• **Exercise aim**:
From the items below, copy out every line that contains the word "person".

++++ Material to process ++++

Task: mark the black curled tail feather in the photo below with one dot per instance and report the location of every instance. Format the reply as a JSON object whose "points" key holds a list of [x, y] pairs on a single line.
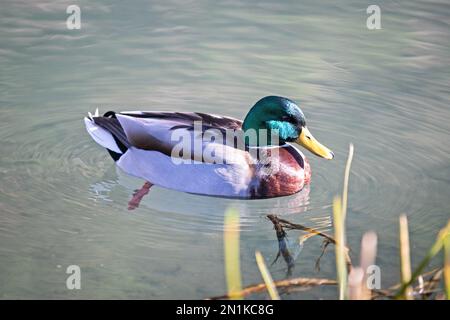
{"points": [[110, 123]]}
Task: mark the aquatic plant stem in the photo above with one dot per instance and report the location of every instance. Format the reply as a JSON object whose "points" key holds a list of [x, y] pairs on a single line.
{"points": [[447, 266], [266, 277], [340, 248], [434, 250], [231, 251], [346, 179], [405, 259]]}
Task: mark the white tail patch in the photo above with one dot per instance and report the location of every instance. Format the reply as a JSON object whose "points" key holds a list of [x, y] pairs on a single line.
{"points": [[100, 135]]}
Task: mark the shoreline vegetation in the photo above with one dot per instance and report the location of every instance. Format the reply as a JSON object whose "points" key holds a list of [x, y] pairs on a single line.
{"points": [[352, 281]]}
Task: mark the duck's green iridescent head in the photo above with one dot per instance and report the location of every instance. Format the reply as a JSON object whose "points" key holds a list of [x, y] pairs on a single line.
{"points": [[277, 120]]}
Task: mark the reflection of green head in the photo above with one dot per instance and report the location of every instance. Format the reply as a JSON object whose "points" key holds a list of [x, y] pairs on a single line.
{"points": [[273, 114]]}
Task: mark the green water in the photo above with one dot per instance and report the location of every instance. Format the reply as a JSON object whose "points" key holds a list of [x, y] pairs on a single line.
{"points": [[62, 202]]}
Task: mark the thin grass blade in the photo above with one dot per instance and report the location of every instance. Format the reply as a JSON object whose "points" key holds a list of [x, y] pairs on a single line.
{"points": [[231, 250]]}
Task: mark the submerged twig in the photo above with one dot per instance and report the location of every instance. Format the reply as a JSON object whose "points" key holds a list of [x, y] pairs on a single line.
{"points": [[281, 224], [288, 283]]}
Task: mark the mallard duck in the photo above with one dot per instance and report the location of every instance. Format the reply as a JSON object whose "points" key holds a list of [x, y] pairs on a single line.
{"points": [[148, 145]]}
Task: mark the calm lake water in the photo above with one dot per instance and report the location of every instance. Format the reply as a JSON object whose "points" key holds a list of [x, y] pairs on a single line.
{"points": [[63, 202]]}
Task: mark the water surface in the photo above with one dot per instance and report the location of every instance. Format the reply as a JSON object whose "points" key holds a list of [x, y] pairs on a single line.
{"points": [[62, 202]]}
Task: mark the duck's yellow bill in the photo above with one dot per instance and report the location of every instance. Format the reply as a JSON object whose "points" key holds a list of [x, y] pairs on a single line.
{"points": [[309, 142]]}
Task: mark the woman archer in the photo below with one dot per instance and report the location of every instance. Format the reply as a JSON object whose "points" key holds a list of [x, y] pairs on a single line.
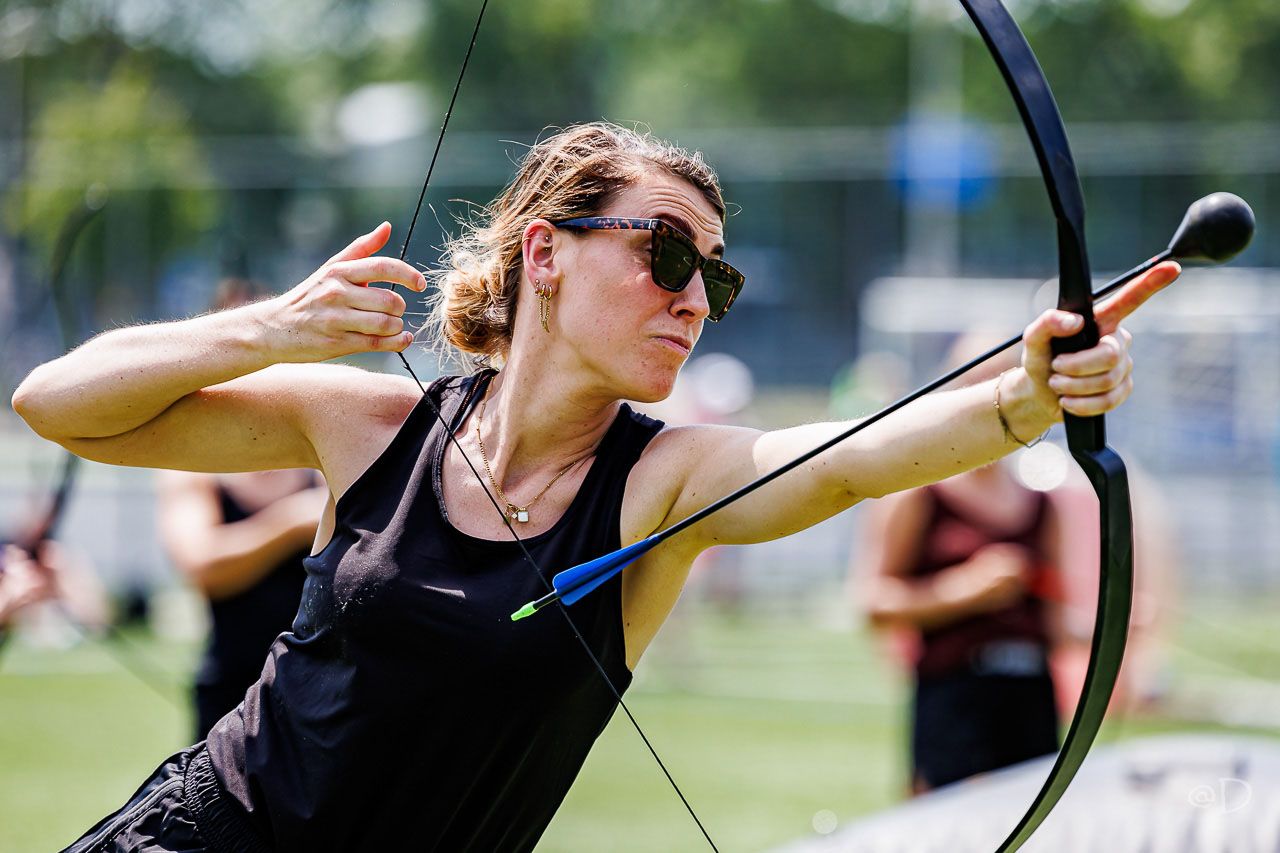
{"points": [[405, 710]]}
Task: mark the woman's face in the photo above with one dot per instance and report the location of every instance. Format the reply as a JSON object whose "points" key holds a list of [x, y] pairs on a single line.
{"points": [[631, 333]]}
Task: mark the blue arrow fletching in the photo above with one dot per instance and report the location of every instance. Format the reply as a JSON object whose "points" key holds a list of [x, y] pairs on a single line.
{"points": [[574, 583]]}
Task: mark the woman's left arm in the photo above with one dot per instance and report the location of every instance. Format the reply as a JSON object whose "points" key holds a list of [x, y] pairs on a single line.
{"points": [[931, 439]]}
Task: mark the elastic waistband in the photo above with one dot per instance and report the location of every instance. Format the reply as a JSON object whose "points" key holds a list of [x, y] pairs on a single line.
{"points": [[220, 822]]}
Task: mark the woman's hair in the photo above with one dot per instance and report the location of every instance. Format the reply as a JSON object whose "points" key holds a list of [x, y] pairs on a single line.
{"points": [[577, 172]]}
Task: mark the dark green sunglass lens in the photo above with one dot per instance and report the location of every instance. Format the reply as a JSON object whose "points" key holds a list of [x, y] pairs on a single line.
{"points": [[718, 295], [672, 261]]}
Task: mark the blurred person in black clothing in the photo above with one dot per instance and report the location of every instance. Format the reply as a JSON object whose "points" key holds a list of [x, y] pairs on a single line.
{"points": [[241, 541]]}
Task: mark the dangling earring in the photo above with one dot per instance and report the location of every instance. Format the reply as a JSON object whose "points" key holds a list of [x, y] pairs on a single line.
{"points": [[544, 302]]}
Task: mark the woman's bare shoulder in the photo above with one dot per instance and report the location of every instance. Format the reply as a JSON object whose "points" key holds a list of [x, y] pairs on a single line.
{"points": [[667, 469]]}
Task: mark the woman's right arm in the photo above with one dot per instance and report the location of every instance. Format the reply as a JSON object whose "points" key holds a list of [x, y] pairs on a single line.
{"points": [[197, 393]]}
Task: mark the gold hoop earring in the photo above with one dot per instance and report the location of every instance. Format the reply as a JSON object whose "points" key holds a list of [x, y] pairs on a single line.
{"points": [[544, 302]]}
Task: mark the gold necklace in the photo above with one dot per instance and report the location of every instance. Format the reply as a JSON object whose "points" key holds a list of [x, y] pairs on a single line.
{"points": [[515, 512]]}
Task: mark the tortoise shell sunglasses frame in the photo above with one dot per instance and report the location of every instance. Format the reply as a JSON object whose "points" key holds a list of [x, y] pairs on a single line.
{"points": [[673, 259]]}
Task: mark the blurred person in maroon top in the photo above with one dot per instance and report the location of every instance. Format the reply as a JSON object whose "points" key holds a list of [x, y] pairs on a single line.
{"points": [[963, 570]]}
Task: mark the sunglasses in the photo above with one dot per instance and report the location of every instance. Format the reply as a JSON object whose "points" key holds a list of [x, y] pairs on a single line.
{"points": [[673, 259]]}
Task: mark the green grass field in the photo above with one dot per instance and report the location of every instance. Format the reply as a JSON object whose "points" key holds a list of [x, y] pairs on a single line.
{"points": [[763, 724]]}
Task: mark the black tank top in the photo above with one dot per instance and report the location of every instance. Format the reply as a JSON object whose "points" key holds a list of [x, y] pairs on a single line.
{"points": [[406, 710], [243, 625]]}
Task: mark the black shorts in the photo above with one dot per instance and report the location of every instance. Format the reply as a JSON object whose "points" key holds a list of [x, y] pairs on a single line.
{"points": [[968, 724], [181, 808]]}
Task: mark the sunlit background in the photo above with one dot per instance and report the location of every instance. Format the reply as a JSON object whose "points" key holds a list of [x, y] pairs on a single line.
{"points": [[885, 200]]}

++++
++++ Material to process ++++

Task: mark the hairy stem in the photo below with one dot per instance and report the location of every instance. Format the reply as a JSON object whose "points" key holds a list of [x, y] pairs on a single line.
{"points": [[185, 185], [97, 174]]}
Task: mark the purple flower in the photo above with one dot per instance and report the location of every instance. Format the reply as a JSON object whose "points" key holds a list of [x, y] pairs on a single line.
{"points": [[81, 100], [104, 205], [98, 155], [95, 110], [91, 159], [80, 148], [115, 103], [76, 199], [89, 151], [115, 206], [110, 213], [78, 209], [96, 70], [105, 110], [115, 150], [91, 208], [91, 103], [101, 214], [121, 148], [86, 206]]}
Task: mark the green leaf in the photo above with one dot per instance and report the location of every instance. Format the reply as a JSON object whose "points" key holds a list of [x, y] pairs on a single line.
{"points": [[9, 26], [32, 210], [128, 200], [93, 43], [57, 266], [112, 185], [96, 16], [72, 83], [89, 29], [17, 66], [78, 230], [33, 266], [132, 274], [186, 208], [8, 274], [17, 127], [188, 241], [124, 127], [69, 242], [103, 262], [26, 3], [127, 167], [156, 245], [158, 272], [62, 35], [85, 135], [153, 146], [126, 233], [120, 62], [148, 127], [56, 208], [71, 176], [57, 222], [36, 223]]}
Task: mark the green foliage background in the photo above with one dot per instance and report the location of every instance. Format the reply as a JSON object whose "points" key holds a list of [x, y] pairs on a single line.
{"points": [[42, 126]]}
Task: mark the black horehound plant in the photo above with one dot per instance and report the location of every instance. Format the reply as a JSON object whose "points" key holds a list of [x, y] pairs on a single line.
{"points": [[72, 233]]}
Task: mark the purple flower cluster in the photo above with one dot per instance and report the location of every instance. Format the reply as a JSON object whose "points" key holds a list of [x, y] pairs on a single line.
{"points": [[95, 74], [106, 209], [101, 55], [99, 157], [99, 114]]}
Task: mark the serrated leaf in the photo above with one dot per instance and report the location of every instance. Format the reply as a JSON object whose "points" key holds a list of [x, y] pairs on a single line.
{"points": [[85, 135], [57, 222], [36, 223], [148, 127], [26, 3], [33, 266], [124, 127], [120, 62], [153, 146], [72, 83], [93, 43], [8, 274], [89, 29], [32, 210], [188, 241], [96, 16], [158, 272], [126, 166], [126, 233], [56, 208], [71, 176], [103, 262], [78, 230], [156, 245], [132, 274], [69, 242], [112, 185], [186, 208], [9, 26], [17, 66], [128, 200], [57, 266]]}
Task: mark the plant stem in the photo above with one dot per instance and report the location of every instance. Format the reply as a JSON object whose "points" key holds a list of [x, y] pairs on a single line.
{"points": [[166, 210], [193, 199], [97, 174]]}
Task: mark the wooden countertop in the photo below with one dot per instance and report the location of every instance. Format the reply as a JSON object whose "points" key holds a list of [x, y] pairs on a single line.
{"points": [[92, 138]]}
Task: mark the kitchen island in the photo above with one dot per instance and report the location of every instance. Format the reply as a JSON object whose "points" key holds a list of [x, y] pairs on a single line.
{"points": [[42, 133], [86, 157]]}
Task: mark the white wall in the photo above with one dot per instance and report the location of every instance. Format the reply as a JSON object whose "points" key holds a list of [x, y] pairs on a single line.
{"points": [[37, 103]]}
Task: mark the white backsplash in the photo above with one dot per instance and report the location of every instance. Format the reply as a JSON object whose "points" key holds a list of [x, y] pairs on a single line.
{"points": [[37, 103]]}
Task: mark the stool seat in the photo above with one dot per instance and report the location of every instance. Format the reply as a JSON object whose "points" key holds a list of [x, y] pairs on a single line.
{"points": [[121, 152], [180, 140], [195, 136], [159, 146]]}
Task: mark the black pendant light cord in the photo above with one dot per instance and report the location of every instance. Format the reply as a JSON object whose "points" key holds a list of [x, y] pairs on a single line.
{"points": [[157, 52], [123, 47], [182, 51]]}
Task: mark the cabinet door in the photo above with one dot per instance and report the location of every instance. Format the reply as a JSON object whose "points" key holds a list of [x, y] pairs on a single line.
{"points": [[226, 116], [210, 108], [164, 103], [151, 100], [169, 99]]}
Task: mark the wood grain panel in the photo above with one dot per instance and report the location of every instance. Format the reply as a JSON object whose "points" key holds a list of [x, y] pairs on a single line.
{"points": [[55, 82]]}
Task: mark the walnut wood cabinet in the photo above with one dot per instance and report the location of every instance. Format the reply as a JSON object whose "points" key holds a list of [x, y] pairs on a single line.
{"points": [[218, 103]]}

++++

• **Task response**:
Task: mark the blurred person in black clothing in the photo above with one dot per instance and report the location of every instance. Format the reply as a JSON object whose "points" key holds a list of [x, y] pairs on a single line.
Task: mark the blurred person in maroon top in the photo above with one dot per instance and report the location of every instance. Format the reply as a JSON object whose "points" key holds a list of [x, y] pairs on a single line.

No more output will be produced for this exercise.